**Texte extrait:**
╔══

Le 25 janvier 2016 – Source Stratfor
L’Armée populaire de libération de la Chine sait depuis longtemps qu’elle doit s’adapter si elle veut rivaliser avec les armées les plus avancées du monde. Au cours des dernières décennies, la Chine est devenue un acteur de premier plan sur la scène mondiale, avec des opérations et des intérêts dans le monde loin de ses côtes. Alors que l’Armée populaire de libération se réoriente vers les priorités en pleine évolution de la Chine, des acquisitions d’armes ont attiré l’attention de la communauté internationale. Mais Pékin sait que son succès dépendra de réformes organisationnelles apparemment banales. À l’origine, l’armée chinoise était organisée à une époque où les intérêts de Beijing se limitaient principalement à la sécurité intérieure, ce qui signifie que la marine et l’armée de l’air étaient mises à l’écart. Aujourd’hui, la concurrence maritime croissante dans le Pacifique avec les États-Unis et leur allié le Japon signifie qu’il est urgent pour la Chine d’accroître sa capacité militaire à mener des opérations conjointes sans faille.
Le réseautage technologique est à l’avant-garde de la guerre moderne et le moteur de l’innovation. La mise en réseau permet un commandement et un contrôle presque instantanés, une meilleure connaissance de la situation et des effets cinétiques de précision. Pour être compétitifs dans cet environnement en réseau, les pays doivent cependant concevoir des structures militaires capables de coordonner les armes combinées sur le champ de bataille. Les militaires doivent également accepter une large coopération entre leurs branches pour l’entraînement, le soutien et l’équipement des éléments de combat. L’incapacité de répondre efficacement à ces exigences promet une inefficacité énorme au mieux et une catastrophe militaire au pire.
Le dernier cycle de réformes militaires de la Chine a été lancé au début de 2016 et vise à prévenir une telle catastrophe. Bien que Stratfor ait couvert les aspects plus granulaires des réformes au niveau de l’état-major général et du quartier général des services, nous aimerions profiter de l’occasion pour prendre du recul et examiner les implications plus larges : la transformation de l’Armée populaire de libération (APL) en une organisation structurée pour mener des opérations modernes et protéger les intérêts chinois dans des régions éloignées du globe. Notamment, au début de janvier, la Commission militaire centrale, la plus haute autorité de commandement de la Chine, a publié une nouvelle directive sur la réforme militaire. Elle prescrit une nouvelle structure de commandement dans laquelle la Commission militaire centrale s’occupe de l’administration générale de l’armée, tandis que les commandements de zone de combat se concentrent sur les opérations de combat et que les services se concentrent sur le développement des forces.

╚══

**La consigne:** Modifiez le passage du texte sur la réforme de l'armée chinoise allant de « Le réseautage technologique » à « militaire au pire. » en remplaçant « champ de bataille » par « théâtre d'opérations ». Les entrées ci-après forment un matériau indépendant du texte sur la réforme de l'armée chinoise.

**Entrées répertoriées:**
╔══

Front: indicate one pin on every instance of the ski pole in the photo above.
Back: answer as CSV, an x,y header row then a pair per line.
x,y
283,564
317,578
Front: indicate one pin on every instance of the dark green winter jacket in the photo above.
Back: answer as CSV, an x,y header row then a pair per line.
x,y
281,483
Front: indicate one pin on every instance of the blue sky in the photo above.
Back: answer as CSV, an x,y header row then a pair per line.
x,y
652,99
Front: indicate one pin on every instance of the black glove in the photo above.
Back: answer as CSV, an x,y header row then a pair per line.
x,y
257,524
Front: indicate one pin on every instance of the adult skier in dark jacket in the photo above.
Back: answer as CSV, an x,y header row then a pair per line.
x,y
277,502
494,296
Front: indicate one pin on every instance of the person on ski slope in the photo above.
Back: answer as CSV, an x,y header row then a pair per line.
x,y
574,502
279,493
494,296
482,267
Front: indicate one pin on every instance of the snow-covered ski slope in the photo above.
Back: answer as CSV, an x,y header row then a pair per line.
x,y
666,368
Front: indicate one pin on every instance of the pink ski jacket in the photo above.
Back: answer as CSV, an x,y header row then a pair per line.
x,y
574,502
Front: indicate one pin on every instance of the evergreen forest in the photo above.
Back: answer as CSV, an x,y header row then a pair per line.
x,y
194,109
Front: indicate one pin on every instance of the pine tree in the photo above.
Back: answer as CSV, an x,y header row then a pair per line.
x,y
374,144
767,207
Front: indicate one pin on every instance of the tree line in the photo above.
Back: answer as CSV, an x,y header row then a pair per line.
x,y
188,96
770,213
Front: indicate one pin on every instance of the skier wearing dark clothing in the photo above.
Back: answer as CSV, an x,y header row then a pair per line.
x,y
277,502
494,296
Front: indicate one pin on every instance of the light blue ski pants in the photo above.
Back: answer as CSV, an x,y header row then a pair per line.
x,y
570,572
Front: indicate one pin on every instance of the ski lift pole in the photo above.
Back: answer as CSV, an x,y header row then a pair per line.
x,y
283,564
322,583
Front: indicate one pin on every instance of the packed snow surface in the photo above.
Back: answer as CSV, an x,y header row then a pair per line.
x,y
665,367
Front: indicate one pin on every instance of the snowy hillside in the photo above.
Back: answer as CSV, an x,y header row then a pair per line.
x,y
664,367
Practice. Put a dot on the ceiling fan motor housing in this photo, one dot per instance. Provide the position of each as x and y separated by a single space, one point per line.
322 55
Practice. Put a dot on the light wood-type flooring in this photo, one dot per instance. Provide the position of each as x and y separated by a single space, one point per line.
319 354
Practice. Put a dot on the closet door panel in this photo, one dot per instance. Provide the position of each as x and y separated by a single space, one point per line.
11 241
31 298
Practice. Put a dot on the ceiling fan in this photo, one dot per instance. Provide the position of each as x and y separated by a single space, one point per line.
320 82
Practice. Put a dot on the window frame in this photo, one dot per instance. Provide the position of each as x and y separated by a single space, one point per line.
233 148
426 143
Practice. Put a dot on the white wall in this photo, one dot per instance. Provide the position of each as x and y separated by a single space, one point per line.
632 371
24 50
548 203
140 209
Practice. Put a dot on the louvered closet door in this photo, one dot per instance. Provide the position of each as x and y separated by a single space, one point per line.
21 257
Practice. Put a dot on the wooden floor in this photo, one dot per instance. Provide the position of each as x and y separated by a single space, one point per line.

╚══

**Résultat obtenu:**
Le réseautage technologique est à l’avant-garde de la guerre moderne et le moteur de l’innovation. La mise en réseau permet un commandement et un contrôle presque instantanés, une meilleure connaissance de la situation et des effets cinétiques de précision. Pour être compétitifs dans cet environnement en réseau, les pays doivent cependant concevoir des structures militaires capables de coordonner les armes combinées sur le théâtre d'opérations. Les militaires doivent également accepter une large coopération entre leurs branches pour l’entraînement, le soutien et l’équipement des éléments de combat. L’incapacité de répondre efficacement à ces exigences promet une inefficacité énorme au mieux et une catastrophe militaire au pire.